→ WHAT TO WORK ON: All the entries need to be quoted exactly, apart from the pictures, which you should drop.

○ ○ ○ ○ ○ ○ ○

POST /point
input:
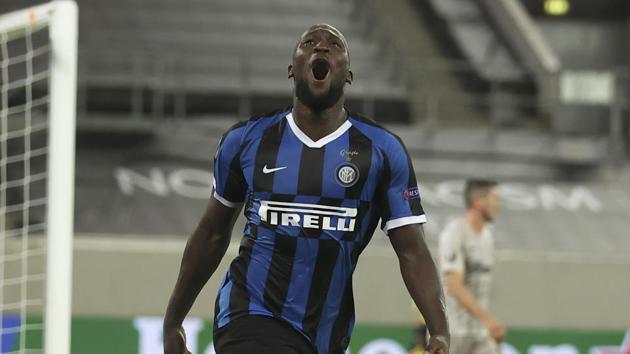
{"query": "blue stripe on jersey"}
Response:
(224, 302)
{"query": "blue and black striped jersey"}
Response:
(311, 209)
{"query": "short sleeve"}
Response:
(229, 183)
(451, 253)
(399, 195)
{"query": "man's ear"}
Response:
(350, 77)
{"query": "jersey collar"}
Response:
(321, 142)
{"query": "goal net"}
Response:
(38, 51)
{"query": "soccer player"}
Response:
(466, 259)
(314, 180)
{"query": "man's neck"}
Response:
(475, 220)
(317, 125)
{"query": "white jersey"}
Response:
(466, 251)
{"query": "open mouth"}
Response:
(320, 68)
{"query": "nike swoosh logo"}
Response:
(272, 170)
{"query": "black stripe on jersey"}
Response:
(239, 297)
(236, 186)
(279, 275)
(363, 146)
(317, 233)
(364, 206)
(266, 156)
(311, 171)
(381, 189)
(339, 339)
(324, 266)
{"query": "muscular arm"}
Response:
(204, 251)
(420, 277)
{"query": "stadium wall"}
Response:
(116, 277)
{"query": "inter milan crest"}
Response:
(347, 174)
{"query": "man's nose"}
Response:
(322, 47)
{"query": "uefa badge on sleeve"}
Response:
(347, 174)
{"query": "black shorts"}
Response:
(260, 335)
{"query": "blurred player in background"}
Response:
(466, 260)
(315, 181)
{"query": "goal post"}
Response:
(61, 19)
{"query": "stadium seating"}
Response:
(237, 48)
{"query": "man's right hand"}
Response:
(496, 329)
(175, 341)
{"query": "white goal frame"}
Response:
(62, 17)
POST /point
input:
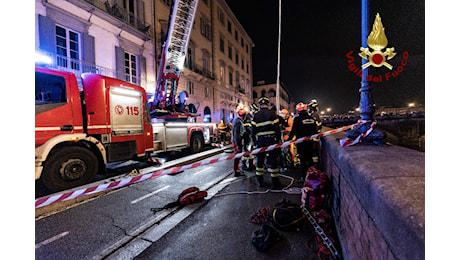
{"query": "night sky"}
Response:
(316, 38)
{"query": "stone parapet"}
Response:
(378, 199)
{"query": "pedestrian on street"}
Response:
(222, 128)
(304, 125)
(266, 131)
(237, 139)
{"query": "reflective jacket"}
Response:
(265, 123)
(304, 125)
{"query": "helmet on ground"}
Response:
(264, 101)
(300, 106)
(313, 104)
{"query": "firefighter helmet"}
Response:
(313, 104)
(300, 106)
(264, 101)
(242, 111)
(284, 113)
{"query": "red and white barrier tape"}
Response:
(45, 201)
(348, 142)
(217, 145)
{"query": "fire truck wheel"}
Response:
(196, 143)
(69, 167)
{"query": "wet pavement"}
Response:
(220, 227)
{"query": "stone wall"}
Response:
(378, 199)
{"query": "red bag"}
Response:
(314, 189)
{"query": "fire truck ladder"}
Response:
(173, 54)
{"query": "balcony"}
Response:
(105, 8)
(200, 70)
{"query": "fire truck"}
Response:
(80, 129)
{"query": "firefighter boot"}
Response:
(276, 184)
(260, 180)
(251, 165)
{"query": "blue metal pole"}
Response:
(366, 103)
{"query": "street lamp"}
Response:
(366, 102)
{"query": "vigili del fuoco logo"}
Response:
(377, 55)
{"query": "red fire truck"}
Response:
(78, 132)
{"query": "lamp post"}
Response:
(366, 102)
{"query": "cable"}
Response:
(285, 189)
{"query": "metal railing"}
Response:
(120, 13)
(200, 70)
(79, 67)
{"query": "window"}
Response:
(229, 27)
(49, 89)
(190, 87)
(230, 54)
(222, 73)
(222, 45)
(205, 28)
(230, 76)
(206, 65)
(189, 58)
(131, 68)
(67, 48)
(220, 16)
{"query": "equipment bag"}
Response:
(187, 196)
(314, 189)
(287, 216)
(265, 237)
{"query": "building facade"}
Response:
(124, 38)
(261, 89)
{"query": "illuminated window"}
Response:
(131, 68)
(67, 48)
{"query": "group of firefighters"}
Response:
(261, 126)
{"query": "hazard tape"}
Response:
(45, 201)
(217, 145)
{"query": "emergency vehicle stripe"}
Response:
(47, 129)
(40, 202)
(266, 133)
(55, 128)
(265, 123)
(98, 126)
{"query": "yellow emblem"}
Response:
(377, 41)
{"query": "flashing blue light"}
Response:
(41, 58)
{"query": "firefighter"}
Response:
(222, 128)
(248, 161)
(237, 139)
(290, 151)
(266, 131)
(304, 125)
(312, 107)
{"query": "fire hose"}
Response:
(45, 201)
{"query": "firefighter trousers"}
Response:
(270, 157)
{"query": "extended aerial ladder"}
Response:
(173, 54)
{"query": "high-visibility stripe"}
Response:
(265, 123)
(55, 128)
(265, 133)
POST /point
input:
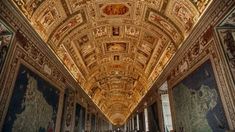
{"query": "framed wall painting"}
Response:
(6, 36)
(197, 103)
(79, 118)
(33, 105)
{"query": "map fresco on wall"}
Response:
(5, 40)
(79, 118)
(197, 103)
(33, 105)
(226, 33)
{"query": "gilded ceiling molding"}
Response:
(115, 50)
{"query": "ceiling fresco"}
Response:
(115, 49)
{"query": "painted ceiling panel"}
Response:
(114, 49)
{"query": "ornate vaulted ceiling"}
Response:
(115, 49)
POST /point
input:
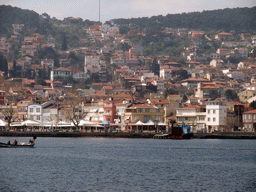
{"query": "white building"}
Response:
(216, 115)
(36, 112)
(60, 72)
(165, 73)
(92, 64)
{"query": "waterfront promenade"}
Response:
(217, 135)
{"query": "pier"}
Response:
(218, 135)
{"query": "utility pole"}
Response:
(99, 10)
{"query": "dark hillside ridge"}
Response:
(237, 19)
(13, 15)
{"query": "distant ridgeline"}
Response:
(12, 15)
(237, 19)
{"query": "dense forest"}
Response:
(238, 19)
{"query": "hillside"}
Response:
(227, 19)
(13, 15)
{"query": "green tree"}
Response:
(253, 104)
(3, 64)
(155, 67)
(231, 95)
(184, 98)
(64, 46)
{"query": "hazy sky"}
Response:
(112, 9)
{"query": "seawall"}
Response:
(218, 135)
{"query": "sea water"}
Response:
(113, 164)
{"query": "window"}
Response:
(191, 119)
(147, 118)
(181, 119)
(201, 118)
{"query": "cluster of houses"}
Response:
(118, 98)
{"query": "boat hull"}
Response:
(16, 146)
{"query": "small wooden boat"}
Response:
(22, 145)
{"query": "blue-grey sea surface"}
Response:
(113, 164)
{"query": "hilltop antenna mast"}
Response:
(99, 10)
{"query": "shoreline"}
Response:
(137, 135)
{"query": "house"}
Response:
(94, 110)
(192, 115)
(165, 73)
(236, 75)
(249, 121)
(196, 35)
(17, 28)
(222, 52)
(92, 64)
(224, 36)
(60, 72)
(217, 63)
(192, 82)
(208, 90)
(22, 109)
(47, 62)
(80, 76)
(53, 93)
(216, 116)
(144, 113)
(230, 44)
(245, 95)
(2, 97)
(109, 107)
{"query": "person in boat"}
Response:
(31, 141)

○ ○ ○ ○ ○ ○ ○

→ EXPECTED OUTPUT:
POST /point
input:
{"query": "blue stripe on jersey"}
Response:
(224, 302)
{"query": "blue and black striped jersey"}
Response:
(311, 209)
{"query": "short sleeve"}
Response:
(229, 183)
(451, 253)
(399, 195)
{"query": "man's ear"}
Response:
(350, 77)
{"query": "jersey collar"}
Response:
(321, 142)
{"query": "goal net"}
Response:
(38, 51)
{"query": "soccer player"}
Response:
(466, 259)
(314, 180)
{"query": "man's neck"}
Response:
(475, 220)
(317, 125)
{"query": "white jersey"}
Response:
(466, 251)
{"query": "open mouth"}
Response:
(320, 68)
{"query": "nike swoosh logo"}
Response:
(272, 170)
{"query": "black stripe on jersey"}
Response:
(239, 297)
(236, 186)
(279, 275)
(363, 146)
(317, 233)
(364, 206)
(266, 156)
(311, 171)
(381, 189)
(339, 339)
(324, 266)
{"query": "muscular arm"}
Response:
(204, 251)
(420, 277)
{"query": "stadium wall"}
Response:
(116, 277)
{"query": "inter milan crest"}
Response:
(347, 174)
{"query": "man's nose"}
Response:
(322, 47)
{"query": "uefa badge on sleeve"}
Response:
(347, 174)
{"query": "black shorts"}
Response:
(260, 335)
{"query": "blurred player in background"}
Response:
(466, 260)
(315, 181)
{"query": "goal post"}
Response:
(61, 19)
{"query": "stadium seating"}
Response:
(237, 48)
{"query": "man's right hand"}
Response:
(496, 329)
(175, 341)
{"query": "white goal frame"}
Response:
(62, 17)
POST /point
input:
{"query": "night sky"}
Response:
(316, 38)
{"query": "stone parapet"}
Response:
(378, 199)
{"query": "pedestrian on street"}
Response:
(222, 128)
(304, 125)
(266, 131)
(237, 139)
{"query": "reflective jacket"}
Response:
(265, 123)
(304, 125)
{"query": "helmet on ground"}
Response:
(264, 101)
(300, 106)
(313, 104)
{"query": "firefighter helmet"}
Response:
(313, 104)
(300, 106)
(264, 101)
(242, 111)
(284, 113)
{"query": "red and white barrier tape"}
Response:
(45, 201)
(348, 142)
(217, 145)
{"query": "fire truck wheel"}
Response:
(196, 143)
(69, 167)
{"query": "wet pavement"}
Response:
(220, 227)
{"query": "stone wall"}
Response:
(378, 199)
{"query": "red bag"}
Response:
(314, 189)
{"query": "fire truck ladder"}
Response:
(173, 54)
{"query": "balcony"}
Response:
(105, 8)
(200, 70)
{"query": "fire truck"}
Response:
(80, 129)
{"query": "firefighter boot"}
Response:
(276, 184)
(260, 180)
(251, 165)
{"query": "blue metal pole"}
Response:
(366, 103)
{"query": "street lamp"}
Response:
(366, 102)
{"query": "vigili del fuoco logo"}
Response:
(377, 55)
{"query": "red fire truck"}
Response:
(78, 132)
{"query": "lamp post"}
Response:
(366, 102)
{"query": "cable"}
Response:
(285, 189)
{"query": "metal railing"}
Response:
(120, 13)
(200, 70)
(79, 67)
{"query": "window"}
Response:
(229, 27)
(49, 89)
(190, 87)
(230, 54)
(222, 73)
(222, 45)
(205, 28)
(230, 76)
(206, 65)
(189, 58)
(131, 68)
(67, 48)
(220, 16)
{"query": "equipment bag"}
Response:
(187, 196)
(314, 189)
(287, 216)
(265, 237)
{"query": "building facade"}
Response:
(124, 38)
(261, 89)
{"query": "illuminated window"}
Response:
(131, 68)
(67, 48)
{"query": "group of firefighters"}
Response:
(261, 126)
{"query": "hazard tape"}
Response:
(45, 201)
(217, 145)
{"query": "emergency vehicle stripe"}
Response:
(47, 129)
(40, 202)
(266, 133)
(55, 128)
(265, 123)
(98, 126)
{"query": "yellow emblem"}
Response:
(377, 41)
{"query": "flashing blue light"}
Response:
(41, 58)
{"query": "firefighter"}
Response:
(222, 128)
(248, 161)
(237, 139)
(290, 151)
(266, 131)
(304, 125)
(312, 107)
{"query": "fire hose"}
Response:
(45, 201)
{"query": "firefighter trousers"}
Response:
(270, 157)
{"query": "extended aerial ladder"}
Response:
(173, 54)
{"query": "high-visibility stripe"}
Response:
(265, 123)
(55, 128)
(265, 133)
POST /point
input:
{"query": "framed wall painting"}
Response:
(6, 36)
(197, 103)
(79, 118)
(33, 105)
{"query": "map fresco on wall"}
Response:
(5, 40)
(79, 118)
(197, 103)
(33, 105)
(226, 33)
{"query": "gilded ceiling molding"}
Response:
(115, 50)
{"query": "ceiling fresco"}
Response:
(115, 49)
{"query": "painted ceiling panel"}
Response:
(114, 49)
{"query": "ornate vaulted ceiling"}
Response:
(115, 49)
POST /point
input:
{"query": "white building"}
Response:
(216, 115)
(36, 112)
(60, 72)
(165, 73)
(92, 64)
{"query": "waterfront promenade"}
Response:
(217, 135)
{"query": "pier"}
Response:
(218, 135)
{"query": "utility pole"}
Response:
(99, 10)
{"query": "dark hillside ridge"}
Response:
(237, 19)
(13, 15)
{"query": "distant ridgeline"}
Response:
(12, 15)
(237, 19)
{"query": "dense forest"}
Response:
(238, 19)
{"query": "hillside"}
Response:
(227, 19)
(13, 15)
{"query": "green tree"}
Response:
(253, 104)
(3, 64)
(155, 67)
(231, 95)
(184, 98)
(64, 46)
{"query": "hazy sky"}
Response:
(112, 9)
{"query": "seawall"}
Response:
(218, 135)
{"query": "sea water"}
Response:
(113, 164)
{"query": "window"}
Response:
(191, 119)
(147, 118)
(181, 119)
(201, 118)
{"query": "cluster of houses"}
Response:
(118, 98)
{"query": "boat hull"}
Response:
(16, 146)
{"query": "small wooden boat"}
Response:
(22, 145)
{"query": "blue-grey sea surface"}
Response:
(113, 164)
{"query": "hilltop antenna mast"}
Response:
(99, 10)
{"query": "shoreline"}
Response:
(137, 135)
{"query": "house"}
Response:
(94, 110)
(192, 115)
(165, 73)
(236, 75)
(249, 121)
(196, 35)
(17, 28)
(222, 52)
(92, 64)
(224, 36)
(60, 72)
(217, 63)
(192, 82)
(208, 90)
(22, 109)
(47, 62)
(80, 76)
(53, 93)
(216, 116)
(144, 113)
(230, 44)
(245, 95)
(2, 97)
(109, 107)
{"query": "person in boat"}
Response:
(31, 141)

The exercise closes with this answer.